───── Textauszug
Rede von Julia Bonk, MdL
[Aktuelle Stunde des Sächsischen Landtages am 11. November 2004]
Herr Präsident, meine Damen und Herren Abgeordnete,
Vor seltsam scheinendem Motivationshintergrund seitens der Antragsteller führen wir heute eine Debatte über das Thema Drogen. Ich begreife sie als Chance, sie hier einmal mit zum Teil in der Wahrnehmung leider vernachlässigtem Inhalt zu unterfüttern. Denn diese Debatte ist wichtig, und es ist mir persönlich wichtig, meine Position einmal etwas ausführlicher darzulegen. Die Reaktionen der Öffentlichkeit auf meine Äußerungen zeigen noch einmal, dass dies ein noch immer heikles, weil sicher zum Teil mit Unwissenheit und vor allem aber mit Ängsten belegtes Thema ist. Das müssen wir bedenken und die Frage bei aller Direktheit sensibel behandeln. Sicher müssen wir dafür auch geeignetere Beispiele finden.
Meine Damen und Herren, es werden Rauschmittel konsumiert in der Gesellschaft, das war schon immer so, das haben wir gehört. Es sind heute zum Beispiel Zigaretten so sehr wie Kaffee, Kokain wie Alkohol, Hustensaft wie THC, Liebe und Geschwindigkeit so sehr wie Heroin und Designerdrogen. Alles das und noch viel mehr kann Lust bereiten, kann aber auch in Abhängigkeit und Gefahren für Leib und Seele führen. Nun kann man diese Drogen unterscheiden. Danach wie schädlich sie sind zum Beispiel, und da dürfte sich die Fachwelt im Vergleich von Cannabis und Alkohol, an welchem 2003 40.000 Menschen starben, einig sein. Und natürlich ist Heroin wie alle Opiate gefährlich. Nur einige dieser Suchtmittel sind aber nun verboten, ihre Konsumenten kriminalisiert und es zeigt sich, dass das Kriterium für legal oder nicht legal keineswegs die Gefährlichkeit ist.
Meine Damen und Herren, ich habe für die Entkriminalisierung aller illegalisierten Stoffe plädiert, das wissen Sie. Es gibt dafür ein grundsätzliches und ein pragmatisches Argument. Grundsätzlich: Menschen treffen in der Gesellschaft freie Entscheidungen: ob sie sich einer Operation unterziehen, ob sie ein Kind bekommen wollen, ob sie den Urlaub an Nord-, an Ostsee oder anderswo verbringen, welchen Beruf sie ergreifen wollen, wie sie leben wollen. Selbstbestimmtheit über den Weg, den man geht und die Dinge, die man tut, gehört zu den für mich sehr wichtigen, Grundsätzen unserer liberalen Gesellschaft. Die Freiheit, die man den Menschen gibt, darf aber auch vor diesem Bereich nicht Halt machen. Dazu gehören natürlich Sicherungssysteme, wie zu allen Freiheiten, die man gewährt und da, wo Genuss zur Suchtkrankheit wird, brauchen die Menschen Hilfe.
──────────
### Deine Aufgabe
Setze die Landtagsrede zur Drogenpolitik bitte nach ihrem letzten Satz fort.
───── Übungsdaten
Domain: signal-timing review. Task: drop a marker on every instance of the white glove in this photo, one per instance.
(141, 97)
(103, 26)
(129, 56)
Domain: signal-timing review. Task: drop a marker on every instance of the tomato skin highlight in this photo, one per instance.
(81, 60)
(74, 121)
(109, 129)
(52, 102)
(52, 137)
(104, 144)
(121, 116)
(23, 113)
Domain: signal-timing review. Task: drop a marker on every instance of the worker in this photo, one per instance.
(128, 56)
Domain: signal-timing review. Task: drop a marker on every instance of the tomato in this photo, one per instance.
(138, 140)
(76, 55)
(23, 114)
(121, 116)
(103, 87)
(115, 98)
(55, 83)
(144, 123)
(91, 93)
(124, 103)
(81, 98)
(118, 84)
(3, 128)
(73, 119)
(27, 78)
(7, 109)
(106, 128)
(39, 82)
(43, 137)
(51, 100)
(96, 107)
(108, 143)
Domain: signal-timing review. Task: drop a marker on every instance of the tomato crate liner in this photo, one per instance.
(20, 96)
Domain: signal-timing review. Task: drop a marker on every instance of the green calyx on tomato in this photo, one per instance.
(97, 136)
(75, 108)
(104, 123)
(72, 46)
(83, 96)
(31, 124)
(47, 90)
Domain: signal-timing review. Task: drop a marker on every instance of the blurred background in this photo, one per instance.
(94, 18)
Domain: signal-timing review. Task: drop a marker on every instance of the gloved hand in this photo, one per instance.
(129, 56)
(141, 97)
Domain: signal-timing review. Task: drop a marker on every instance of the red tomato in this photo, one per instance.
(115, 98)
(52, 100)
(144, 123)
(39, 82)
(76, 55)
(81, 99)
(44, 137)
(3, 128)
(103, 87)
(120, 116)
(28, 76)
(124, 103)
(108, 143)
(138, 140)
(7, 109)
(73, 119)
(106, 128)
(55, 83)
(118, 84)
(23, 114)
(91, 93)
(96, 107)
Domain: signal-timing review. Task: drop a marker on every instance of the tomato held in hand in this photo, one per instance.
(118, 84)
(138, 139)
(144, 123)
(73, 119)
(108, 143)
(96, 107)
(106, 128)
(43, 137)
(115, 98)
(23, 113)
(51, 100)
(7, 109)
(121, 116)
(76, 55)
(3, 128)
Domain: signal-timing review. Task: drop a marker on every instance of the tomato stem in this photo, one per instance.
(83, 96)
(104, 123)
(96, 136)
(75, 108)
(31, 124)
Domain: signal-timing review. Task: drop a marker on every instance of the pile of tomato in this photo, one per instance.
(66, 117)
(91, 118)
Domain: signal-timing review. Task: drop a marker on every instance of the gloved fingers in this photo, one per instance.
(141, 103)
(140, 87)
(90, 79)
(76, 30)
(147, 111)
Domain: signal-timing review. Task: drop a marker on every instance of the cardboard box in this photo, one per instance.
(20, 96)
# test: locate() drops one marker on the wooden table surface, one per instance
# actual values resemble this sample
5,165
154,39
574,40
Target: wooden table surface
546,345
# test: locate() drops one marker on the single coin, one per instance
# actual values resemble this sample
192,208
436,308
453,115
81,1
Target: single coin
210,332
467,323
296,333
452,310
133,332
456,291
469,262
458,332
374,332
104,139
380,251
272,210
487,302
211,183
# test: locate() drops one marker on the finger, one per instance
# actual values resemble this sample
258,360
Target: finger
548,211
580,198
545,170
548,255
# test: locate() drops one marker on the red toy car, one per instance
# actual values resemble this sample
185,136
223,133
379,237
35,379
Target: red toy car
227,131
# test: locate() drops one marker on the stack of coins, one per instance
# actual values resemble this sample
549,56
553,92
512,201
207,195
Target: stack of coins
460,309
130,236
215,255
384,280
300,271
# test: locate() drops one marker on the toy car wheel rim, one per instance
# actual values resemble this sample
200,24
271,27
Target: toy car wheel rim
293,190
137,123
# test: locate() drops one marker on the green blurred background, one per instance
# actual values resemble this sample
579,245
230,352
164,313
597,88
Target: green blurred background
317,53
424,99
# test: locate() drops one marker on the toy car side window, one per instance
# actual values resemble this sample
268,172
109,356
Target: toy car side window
──────────
### Schriftliche Antwort
Es muss statt der repressiven Tabuisierung konsequente Aufklärung über Wirkungsweisen und natürlich Risiken geben. Und natürlich kann die von mir verlangte Freiheit entgegen den Zitierungen der Zeitungen nicht in gleichem Maße für Jugendliche gelten. Sie müssen geschützt und erst sicher gemacht werden in ihrem Umgang mit Lust und Verantwortung für Rausch. Zur Entkriminalisierung gehört die Einrichtung von Drogen-Check-Einrichtungen, und natürlich ein generelles Werbeverbot für rauschfördernde Substanzen. Und selbstverständlich muss man zwischen den Drogen differenzieren. Damit leite ich auf den pragmatischen Hintergrund meiner Argumentation über: es werden Drogen konsumiert, verschiedener Art, verschiedener Härte.
Meine Damen und Herren, seit 1972 gibt es das Betäubungsmittelgesetz. Seit 32 Jahren kämpft der deutsche Staat gegen Drogenkonsumenten und gebracht hat es nichts als Kosten, Leid und Tod. Es erschwert offensichtlich nicht - schauen Sie nur mal in den Drogen- und Suchtbericht der Bundesregierung- es erschwert NICHT den Konsum von Drogen. Aber es erschwert den Konsumenten das LEBEN. Jedes Jahr werden weit über 100.000 Menschen in Deutschland für den Besitz illegalisierter Drogen in Gefängnisse gesperrt. Jedes Jahr werden Milliarden Euro für den sogenannten Krieg gegen Drogen ausgegeben, ein Vielfaches von dem, was für Aufklärung, Prävention und Hilfe zur Verfügung steht. Und trotzdem nehmen Millionen Menschen in Deutschland diese illegalisierten Drogen, weil es ihnen Spaß macht, weil sie interessante Erfahrungen damit machen oder weil sie nicht anders können. Millionen Menschen kann man aber nicht in Gefängnisse werfen, Millionen Menschen sind eine gesellschaftliche Wirklichkeit, der man anders als repressiv begegnen muss.
Meine Damen und Herren, Entkriminalisierung gibt dem Staat die Möglichkeit der Kontrolle. Wo der Stoff verkauft wird und welche Beschaffenheit er hat. Das ist Verbraucherschutz und bewahrt vor den Produkten klammheimlicher Schwarzmarktgeschäfte. Die Entkriminalisierung bewahrt Menschen vor der gesellschaftlichen Ausgrenzung und Beschaffungskriminalität, vor dem Tod an Überdosen, schlechtem Stoff oder Krankheiten.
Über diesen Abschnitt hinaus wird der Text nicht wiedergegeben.